(Saved entries)
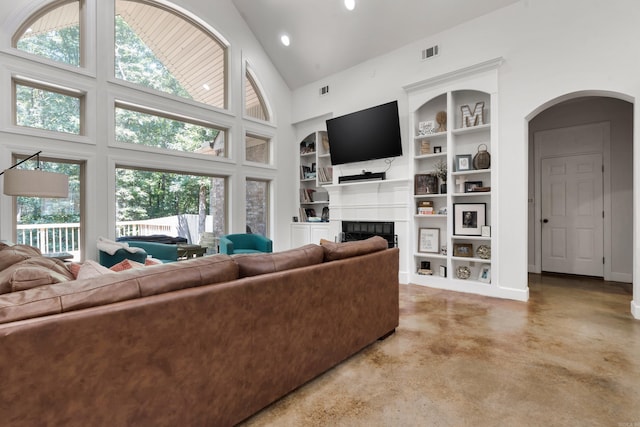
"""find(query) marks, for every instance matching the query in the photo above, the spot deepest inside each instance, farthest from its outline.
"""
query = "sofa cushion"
(91, 269)
(255, 264)
(32, 272)
(10, 255)
(126, 264)
(335, 251)
(114, 287)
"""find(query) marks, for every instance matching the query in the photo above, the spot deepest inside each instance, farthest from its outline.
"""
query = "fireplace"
(360, 230)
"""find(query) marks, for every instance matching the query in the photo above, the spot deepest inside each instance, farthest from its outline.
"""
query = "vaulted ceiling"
(327, 38)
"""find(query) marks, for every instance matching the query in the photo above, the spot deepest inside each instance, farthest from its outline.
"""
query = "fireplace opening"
(360, 230)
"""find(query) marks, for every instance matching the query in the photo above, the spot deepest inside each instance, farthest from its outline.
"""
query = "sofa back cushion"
(32, 272)
(262, 263)
(335, 251)
(114, 287)
(10, 255)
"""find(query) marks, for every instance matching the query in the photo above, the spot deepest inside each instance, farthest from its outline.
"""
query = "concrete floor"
(568, 357)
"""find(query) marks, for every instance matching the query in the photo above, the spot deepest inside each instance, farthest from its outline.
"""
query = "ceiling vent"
(430, 52)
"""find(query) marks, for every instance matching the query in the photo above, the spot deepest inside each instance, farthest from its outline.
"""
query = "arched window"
(160, 49)
(254, 105)
(53, 32)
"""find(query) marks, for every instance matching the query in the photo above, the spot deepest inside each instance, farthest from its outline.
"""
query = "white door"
(572, 215)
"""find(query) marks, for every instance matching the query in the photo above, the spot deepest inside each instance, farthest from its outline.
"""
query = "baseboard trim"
(621, 277)
(635, 309)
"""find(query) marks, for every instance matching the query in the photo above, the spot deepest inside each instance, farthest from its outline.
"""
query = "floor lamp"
(36, 182)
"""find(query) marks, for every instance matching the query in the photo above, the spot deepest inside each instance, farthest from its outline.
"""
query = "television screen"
(369, 134)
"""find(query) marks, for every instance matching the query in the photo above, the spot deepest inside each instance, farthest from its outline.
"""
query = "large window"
(156, 202)
(41, 107)
(153, 130)
(53, 33)
(254, 105)
(163, 50)
(257, 149)
(257, 200)
(52, 225)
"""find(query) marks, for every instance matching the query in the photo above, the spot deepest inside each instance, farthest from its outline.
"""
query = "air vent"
(430, 52)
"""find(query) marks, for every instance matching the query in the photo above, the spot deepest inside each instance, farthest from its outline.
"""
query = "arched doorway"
(573, 127)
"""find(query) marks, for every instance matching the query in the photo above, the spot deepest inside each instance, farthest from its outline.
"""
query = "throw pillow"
(126, 264)
(90, 269)
(34, 276)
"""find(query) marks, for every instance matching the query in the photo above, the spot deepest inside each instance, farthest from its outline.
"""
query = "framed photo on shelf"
(426, 184)
(429, 240)
(443, 271)
(485, 274)
(463, 162)
(468, 218)
(463, 249)
(470, 186)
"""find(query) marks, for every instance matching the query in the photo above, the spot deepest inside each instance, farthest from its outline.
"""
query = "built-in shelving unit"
(454, 246)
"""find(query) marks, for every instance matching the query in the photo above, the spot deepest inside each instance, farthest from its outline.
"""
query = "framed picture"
(463, 249)
(429, 240)
(485, 274)
(426, 128)
(463, 162)
(468, 218)
(443, 271)
(470, 186)
(426, 184)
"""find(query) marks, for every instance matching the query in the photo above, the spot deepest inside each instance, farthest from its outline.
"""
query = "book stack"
(306, 195)
(425, 207)
(325, 175)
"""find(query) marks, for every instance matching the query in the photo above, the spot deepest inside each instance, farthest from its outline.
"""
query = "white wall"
(550, 48)
(97, 149)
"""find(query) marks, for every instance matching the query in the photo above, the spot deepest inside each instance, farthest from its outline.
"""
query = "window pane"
(54, 35)
(162, 50)
(257, 206)
(257, 149)
(254, 103)
(43, 109)
(151, 130)
(156, 202)
(52, 225)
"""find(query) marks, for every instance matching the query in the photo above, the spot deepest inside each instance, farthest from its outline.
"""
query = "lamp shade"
(35, 183)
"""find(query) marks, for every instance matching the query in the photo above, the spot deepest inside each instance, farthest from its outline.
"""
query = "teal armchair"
(244, 244)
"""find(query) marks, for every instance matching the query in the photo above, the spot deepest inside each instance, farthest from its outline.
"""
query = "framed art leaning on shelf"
(469, 218)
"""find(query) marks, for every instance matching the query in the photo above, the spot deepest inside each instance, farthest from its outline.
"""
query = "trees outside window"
(177, 204)
(257, 201)
(53, 33)
(47, 108)
(52, 225)
(154, 130)
(257, 149)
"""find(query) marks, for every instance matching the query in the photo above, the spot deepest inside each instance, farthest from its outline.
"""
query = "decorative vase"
(482, 159)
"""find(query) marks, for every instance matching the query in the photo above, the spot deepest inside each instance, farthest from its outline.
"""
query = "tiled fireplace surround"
(384, 201)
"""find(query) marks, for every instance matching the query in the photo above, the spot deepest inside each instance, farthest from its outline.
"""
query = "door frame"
(538, 150)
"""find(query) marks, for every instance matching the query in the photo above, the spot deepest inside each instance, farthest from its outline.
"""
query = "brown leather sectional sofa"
(204, 342)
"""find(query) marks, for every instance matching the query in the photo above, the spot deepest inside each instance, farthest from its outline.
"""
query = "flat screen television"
(373, 133)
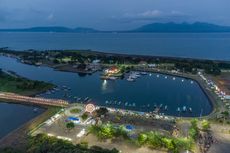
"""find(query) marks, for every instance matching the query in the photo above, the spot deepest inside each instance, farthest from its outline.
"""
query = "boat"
(130, 79)
(35, 110)
(144, 73)
(87, 98)
(161, 105)
(184, 108)
(178, 109)
(166, 107)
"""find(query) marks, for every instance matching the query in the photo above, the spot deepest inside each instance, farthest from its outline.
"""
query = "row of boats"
(134, 75)
(157, 108)
(184, 109)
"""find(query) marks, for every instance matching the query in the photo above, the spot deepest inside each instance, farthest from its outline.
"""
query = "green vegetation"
(84, 116)
(205, 125)
(75, 110)
(16, 84)
(44, 144)
(108, 131)
(194, 130)
(156, 140)
(152, 140)
(84, 57)
(101, 111)
(70, 125)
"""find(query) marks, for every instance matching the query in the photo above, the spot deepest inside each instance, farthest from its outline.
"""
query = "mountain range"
(169, 27)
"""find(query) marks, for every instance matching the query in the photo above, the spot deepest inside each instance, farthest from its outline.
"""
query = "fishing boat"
(166, 107)
(178, 109)
(35, 110)
(130, 79)
(161, 105)
(184, 108)
(143, 73)
(134, 105)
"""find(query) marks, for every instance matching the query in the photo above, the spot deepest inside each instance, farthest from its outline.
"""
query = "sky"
(110, 14)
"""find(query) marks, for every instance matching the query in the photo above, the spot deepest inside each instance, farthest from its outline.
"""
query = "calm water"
(195, 45)
(13, 116)
(145, 92)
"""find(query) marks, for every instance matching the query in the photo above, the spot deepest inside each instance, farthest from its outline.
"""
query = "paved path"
(32, 100)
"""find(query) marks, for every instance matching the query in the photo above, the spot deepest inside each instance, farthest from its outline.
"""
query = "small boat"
(184, 108)
(35, 110)
(130, 79)
(87, 98)
(166, 107)
(161, 105)
(178, 109)
(143, 73)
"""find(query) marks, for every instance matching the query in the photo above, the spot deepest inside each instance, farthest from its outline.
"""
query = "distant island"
(170, 27)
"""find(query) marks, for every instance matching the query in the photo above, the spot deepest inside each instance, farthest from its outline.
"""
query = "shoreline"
(23, 130)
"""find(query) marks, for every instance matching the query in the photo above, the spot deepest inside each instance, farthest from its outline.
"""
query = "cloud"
(154, 16)
(50, 16)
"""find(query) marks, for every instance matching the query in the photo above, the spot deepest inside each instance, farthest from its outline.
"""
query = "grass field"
(21, 85)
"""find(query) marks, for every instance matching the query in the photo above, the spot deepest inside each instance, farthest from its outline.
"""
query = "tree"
(205, 125)
(70, 125)
(101, 111)
(142, 138)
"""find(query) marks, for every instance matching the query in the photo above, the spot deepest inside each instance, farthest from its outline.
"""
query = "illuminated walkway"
(32, 100)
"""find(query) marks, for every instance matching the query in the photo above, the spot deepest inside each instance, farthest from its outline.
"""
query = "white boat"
(184, 108)
(166, 107)
(178, 109)
(130, 79)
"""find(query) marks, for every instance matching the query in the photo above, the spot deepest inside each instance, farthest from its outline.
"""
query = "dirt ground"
(222, 81)
(124, 147)
(221, 134)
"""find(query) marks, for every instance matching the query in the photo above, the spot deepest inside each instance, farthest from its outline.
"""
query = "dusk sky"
(110, 14)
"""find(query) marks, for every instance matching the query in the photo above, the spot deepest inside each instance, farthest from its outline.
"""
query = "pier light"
(90, 108)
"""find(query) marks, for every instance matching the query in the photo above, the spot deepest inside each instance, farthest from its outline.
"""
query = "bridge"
(32, 100)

_Written exercise:_
Collect every line of the listing above that contains the string "arched", treating uppercase and lowercase as different.

_Result below:_
query = "arched window"
query = "arched doorway"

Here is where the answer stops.